Give all the data again exactly.

Extracted entries section start

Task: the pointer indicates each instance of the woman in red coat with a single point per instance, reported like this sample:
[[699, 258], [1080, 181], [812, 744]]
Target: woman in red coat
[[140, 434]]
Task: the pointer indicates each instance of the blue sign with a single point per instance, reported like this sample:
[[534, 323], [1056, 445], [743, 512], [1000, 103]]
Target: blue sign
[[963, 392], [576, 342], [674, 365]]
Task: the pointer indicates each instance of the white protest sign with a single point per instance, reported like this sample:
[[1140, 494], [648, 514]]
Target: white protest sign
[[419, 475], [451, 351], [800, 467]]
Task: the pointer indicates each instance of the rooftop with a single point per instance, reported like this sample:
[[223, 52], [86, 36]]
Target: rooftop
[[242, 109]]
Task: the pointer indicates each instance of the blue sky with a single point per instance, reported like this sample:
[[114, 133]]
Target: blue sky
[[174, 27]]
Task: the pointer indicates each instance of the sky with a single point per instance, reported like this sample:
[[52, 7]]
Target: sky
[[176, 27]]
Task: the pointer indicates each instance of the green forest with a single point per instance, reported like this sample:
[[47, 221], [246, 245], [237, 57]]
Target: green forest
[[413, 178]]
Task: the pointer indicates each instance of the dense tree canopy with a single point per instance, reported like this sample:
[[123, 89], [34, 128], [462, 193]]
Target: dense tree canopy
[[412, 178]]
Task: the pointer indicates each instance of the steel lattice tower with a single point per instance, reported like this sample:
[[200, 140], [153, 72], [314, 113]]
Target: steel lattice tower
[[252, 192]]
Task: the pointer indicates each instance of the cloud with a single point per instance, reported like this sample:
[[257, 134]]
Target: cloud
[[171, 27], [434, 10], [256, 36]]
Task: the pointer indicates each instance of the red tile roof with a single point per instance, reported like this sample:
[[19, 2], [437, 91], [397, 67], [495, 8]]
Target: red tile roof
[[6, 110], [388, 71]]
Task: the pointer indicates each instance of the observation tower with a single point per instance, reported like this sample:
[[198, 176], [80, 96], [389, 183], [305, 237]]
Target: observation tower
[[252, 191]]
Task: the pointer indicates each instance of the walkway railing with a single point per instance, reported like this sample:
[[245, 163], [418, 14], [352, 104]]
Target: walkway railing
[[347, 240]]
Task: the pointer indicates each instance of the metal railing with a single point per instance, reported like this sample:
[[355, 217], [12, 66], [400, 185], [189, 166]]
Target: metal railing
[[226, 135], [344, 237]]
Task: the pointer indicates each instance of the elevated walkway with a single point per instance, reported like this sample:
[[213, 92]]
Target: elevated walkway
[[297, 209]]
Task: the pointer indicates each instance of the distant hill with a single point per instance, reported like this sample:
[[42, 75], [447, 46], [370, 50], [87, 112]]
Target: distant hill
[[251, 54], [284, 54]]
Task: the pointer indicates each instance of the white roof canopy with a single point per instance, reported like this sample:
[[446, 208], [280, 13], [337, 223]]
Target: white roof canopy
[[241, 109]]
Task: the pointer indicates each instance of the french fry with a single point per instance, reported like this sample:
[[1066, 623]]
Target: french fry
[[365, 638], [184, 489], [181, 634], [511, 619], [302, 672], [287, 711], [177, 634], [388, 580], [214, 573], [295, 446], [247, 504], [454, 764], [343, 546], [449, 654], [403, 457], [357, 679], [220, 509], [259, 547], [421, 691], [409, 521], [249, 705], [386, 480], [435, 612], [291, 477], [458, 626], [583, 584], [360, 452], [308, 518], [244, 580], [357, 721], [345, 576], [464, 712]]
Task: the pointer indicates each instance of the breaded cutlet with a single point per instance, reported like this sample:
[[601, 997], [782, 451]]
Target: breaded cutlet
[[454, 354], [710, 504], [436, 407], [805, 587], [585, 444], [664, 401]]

Extracted entries section end

• _Result of this task_
Task: the pointer indicates each instance of the woman in red coat with a single point per instance, reported like this sample:
[[699, 258], [1080, 181], [812, 744]]
Target: woman in red coat
[[140, 434]]
Task: the pointer indicates each instance of the blue sign with a single point per instance, reported like this sample:
[[534, 323], [1056, 445], [743, 512], [1000, 103]]
Target: blue sign
[[963, 392], [576, 342], [674, 365]]
Task: the pointer indicates each instance of the white protest sign with a single point per instance, reported like this sample:
[[1140, 494], [648, 514]]
Target: white protest sign
[[419, 475], [451, 351], [800, 467]]
Task: the pointer indicates each instance of the rooftop with a single point per instance, reported like this sample:
[[223, 52], [86, 36]]
Target: rooftop
[[242, 109]]
Task: the pointer indicates each instance of the blue sky with a single point per instance, reported like this sample:
[[114, 133]]
Target: blue sky
[[174, 27]]
Task: the pointer indicates each instance of the sky with a single point per instance, reported like this sample:
[[52, 7]]
Target: sky
[[176, 27]]
Task: the pointer indicates each instance of the green forest with a single point per instance, reported like this sample:
[[47, 221], [246, 245], [237, 57]]
Target: green forest
[[413, 178]]
Task: the pointer indicates each instance of the dense tree canopy with a single point per instance, reported like this sample:
[[123, 89], [34, 128], [462, 193]]
Target: dense tree canopy
[[412, 178]]
Task: the pointer indicates each instance of the steel lattice tower with a single point per instance, reported like this sample:
[[200, 140], [153, 72], [314, 113]]
Target: steel lattice tower
[[252, 192]]
Task: the pointer indicates each instance of the cloud with a single point per instance, reported like this sample:
[[257, 134]]
Target: cloud
[[171, 27], [434, 10], [256, 36]]
Task: the pointer indicates each instance of the red tile roof with a single point per instance, reported like this sample:
[[19, 2], [437, 91], [397, 67], [495, 8]]
Target: red tile roof
[[6, 110], [388, 71]]
Task: the pointer indicates each instance of the observation tower with a single point per instance, reported like this sample:
[[198, 176], [80, 96], [389, 183], [305, 237]]
Target: observation tower
[[252, 191]]
Task: the pointer indicates each instance of the walkway railing with a single point per instance, reported like this sample:
[[245, 163], [418, 14], [352, 104]]
Target: walkway railing
[[347, 240]]
Task: the pointer indicates each instance of the metal railing with a single point per instance, reported like this sample:
[[355, 217], [12, 66], [400, 185], [189, 166]]
Target: metal railing
[[226, 135], [344, 237]]
Task: the pointer indicates each instance of the elevated walkway with a single point per instance, reported like this sample:
[[213, 92]]
Target: elevated walkway
[[297, 209]]
Task: the pointer indicates each instance of the distant hill with a single point per instance, reported like this sample:
[[42, 75], [447, 46], [370, 50], [87, 112]]
Target: distant hill
[[251, 54], [284, 54]]
Task: the pointer indicates each instance of the white roof canopy with a single point per instance, reported like this sample:
[[446, 208], [280, 13], [337, 223]]
Target: white roof canopy
[[241, 109]]
Task: the pointer indicates each instance of the french fry with a single point per instance, reported like this sample:
[[1066, 623]]
Target: french fry
[[365, 638], [184, 489], [181, 634], [511, 619], [302, 672], [287, 711], [177, 634], [388, 580], [214, 573], [295, 446], [247, 504], [454, 764], [343, 546], [449, 654], [403, 457], [357, 679], [220, 509], [259, 547], [421, 691], [409, 521], [249, 705], [386, 480], [435, 612], [291, 477], [458, 626], [583, 584], [360, 452], [308, 518], [244, 580], [357, 721], [345, 576], [464, 712]]
Task: the pointer indicates each instance of the breaded cutlet with a single point per instance, reported like this sample:
[[601, 997], [782, 451]]
Target: breaded cutlet
[[454, 354], [710, 504], [436, 407], [805, 587], [585, 444], [664, 401]]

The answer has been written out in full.